◆ TASK DETAILS: Echo every item below line for line without changes, leaving the pictures out of your output.

Box annotations for photos
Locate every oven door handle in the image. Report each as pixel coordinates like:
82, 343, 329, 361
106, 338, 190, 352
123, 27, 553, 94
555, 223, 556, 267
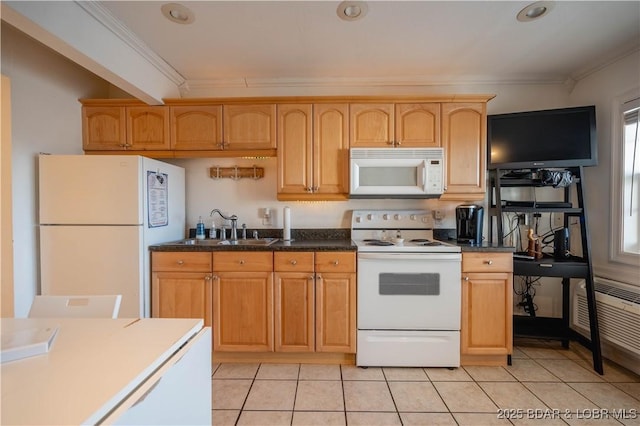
358, 253, 462, 262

◆ EXERCISE RESULT:
Locate every oven door handle in the image. Report each as pixel coordinates like:
82, 343, 329, 361
106, 338, 190, 352
123, 27, 553, 94
555, 223, 556, 267
358, 253, 462, 262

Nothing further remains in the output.